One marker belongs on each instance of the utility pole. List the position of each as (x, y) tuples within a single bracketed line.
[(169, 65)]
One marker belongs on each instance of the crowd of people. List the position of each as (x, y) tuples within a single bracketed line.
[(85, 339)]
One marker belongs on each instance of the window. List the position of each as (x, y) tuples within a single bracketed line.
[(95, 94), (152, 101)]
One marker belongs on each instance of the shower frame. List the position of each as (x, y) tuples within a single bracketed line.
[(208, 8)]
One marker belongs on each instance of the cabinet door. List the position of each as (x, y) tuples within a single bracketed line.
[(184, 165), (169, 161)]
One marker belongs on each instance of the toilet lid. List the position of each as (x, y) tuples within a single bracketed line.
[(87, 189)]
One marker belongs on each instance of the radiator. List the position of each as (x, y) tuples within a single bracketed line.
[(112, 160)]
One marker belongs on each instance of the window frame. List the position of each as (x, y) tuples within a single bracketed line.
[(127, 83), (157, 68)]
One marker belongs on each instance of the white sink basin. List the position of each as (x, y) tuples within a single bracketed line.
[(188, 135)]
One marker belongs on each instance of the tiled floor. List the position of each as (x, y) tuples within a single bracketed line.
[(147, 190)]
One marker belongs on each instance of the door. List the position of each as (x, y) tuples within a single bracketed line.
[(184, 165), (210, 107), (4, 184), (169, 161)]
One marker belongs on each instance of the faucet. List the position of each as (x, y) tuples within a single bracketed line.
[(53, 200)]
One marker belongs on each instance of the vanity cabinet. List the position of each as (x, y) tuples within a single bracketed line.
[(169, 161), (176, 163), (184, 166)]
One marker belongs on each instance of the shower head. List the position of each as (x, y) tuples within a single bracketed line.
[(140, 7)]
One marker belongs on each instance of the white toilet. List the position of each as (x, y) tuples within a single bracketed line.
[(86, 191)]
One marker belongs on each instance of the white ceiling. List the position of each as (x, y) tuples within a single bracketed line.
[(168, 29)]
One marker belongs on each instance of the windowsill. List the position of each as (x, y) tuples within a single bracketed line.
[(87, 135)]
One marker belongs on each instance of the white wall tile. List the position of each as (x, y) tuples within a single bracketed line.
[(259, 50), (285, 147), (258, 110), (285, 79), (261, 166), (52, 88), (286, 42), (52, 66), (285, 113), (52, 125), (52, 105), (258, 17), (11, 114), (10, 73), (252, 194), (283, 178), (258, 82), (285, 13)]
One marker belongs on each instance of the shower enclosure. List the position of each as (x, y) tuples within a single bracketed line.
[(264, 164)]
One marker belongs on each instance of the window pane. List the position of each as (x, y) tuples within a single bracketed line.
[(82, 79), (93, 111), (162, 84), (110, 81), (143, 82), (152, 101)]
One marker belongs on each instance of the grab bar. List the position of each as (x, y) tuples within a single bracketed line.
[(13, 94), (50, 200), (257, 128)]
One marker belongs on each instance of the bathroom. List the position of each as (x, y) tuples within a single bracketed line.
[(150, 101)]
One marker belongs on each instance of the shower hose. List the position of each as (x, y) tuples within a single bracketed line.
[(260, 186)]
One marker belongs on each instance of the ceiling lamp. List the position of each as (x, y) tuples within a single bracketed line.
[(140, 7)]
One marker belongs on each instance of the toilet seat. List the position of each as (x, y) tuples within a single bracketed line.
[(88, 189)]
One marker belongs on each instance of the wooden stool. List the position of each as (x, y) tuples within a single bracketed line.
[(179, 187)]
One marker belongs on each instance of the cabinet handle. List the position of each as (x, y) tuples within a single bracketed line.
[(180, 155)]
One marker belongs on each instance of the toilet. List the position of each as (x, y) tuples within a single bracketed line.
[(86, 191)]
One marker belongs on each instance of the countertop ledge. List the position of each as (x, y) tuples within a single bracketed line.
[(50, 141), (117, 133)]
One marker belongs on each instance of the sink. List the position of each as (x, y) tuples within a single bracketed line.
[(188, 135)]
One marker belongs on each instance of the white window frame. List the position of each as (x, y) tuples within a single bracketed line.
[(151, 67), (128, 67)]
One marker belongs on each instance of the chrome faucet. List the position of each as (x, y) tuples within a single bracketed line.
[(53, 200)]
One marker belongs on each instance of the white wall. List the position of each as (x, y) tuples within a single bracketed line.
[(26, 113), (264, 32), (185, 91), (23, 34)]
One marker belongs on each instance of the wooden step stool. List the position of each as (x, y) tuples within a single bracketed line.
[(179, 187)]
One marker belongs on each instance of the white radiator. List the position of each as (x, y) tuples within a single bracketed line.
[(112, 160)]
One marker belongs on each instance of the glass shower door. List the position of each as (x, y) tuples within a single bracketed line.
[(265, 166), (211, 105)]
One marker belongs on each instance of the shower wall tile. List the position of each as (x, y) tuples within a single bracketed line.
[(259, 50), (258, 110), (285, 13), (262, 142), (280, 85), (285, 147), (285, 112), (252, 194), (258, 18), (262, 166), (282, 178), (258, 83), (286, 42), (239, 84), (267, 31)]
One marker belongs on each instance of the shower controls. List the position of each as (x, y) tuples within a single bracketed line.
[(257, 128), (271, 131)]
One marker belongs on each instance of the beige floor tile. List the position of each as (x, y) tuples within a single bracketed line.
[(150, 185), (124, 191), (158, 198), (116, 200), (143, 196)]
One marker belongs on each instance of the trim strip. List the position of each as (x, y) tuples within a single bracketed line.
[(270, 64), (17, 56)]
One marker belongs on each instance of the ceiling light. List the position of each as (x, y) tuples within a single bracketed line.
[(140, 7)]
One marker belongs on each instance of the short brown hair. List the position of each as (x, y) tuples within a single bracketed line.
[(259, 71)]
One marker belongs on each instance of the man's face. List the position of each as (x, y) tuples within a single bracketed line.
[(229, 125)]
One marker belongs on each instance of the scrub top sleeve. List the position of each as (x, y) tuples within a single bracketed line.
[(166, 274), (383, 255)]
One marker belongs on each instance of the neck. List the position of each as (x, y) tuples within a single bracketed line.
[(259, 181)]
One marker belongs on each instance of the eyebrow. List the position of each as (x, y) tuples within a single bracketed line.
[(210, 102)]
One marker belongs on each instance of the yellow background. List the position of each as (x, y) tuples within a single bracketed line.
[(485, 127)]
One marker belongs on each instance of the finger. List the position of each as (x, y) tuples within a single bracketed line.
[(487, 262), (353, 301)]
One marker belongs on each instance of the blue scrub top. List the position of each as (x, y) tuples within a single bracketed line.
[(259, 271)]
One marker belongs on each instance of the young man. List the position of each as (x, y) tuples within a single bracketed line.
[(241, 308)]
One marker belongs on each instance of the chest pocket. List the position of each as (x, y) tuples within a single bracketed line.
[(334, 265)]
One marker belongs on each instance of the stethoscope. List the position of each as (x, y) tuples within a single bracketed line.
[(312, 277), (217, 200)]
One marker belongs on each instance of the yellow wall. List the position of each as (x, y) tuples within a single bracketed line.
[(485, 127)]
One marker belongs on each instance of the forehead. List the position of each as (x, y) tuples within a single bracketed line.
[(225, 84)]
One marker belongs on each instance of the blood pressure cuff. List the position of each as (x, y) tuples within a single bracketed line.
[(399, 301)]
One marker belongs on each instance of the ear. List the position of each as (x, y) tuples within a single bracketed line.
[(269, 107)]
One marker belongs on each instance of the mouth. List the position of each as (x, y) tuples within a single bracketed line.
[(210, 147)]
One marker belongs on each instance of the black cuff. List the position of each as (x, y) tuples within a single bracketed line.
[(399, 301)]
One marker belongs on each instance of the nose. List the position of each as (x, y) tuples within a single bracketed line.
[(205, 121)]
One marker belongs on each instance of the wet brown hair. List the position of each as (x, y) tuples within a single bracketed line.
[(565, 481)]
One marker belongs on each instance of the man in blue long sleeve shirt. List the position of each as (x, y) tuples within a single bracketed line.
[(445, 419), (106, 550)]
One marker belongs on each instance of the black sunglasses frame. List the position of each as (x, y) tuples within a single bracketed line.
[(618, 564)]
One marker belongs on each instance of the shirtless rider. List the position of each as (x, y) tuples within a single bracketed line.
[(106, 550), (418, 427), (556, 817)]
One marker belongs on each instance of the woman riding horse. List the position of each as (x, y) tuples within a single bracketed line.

__________

What this task involves: The expected output is the lines from the one holding "One marker belongs on each instance of the man in" through the last line of the data, exactly as they appear, with nothing before or after.

Response to the task:
One marker belongs on each instance of the man in blue long sleeve shirt. List the position of each as (x, y) tuples within a single bracketed line.
[(445, 419), (106, 550)]
One marker belongs on each instance of the black sunglasses frame. List the position of each as (x, y) tuples within a single bracketed line.
[(618, 564)]
One marker belongs on each instance of the shirtless rider. List the position of each as (x, y) tuples within a single bracketed line.
[(106, 550), (418, 427), (556, 817)]
One marker belongs on each instance of the woman riding horse. List the position of each as (x, y) tuples within a single bracketed line.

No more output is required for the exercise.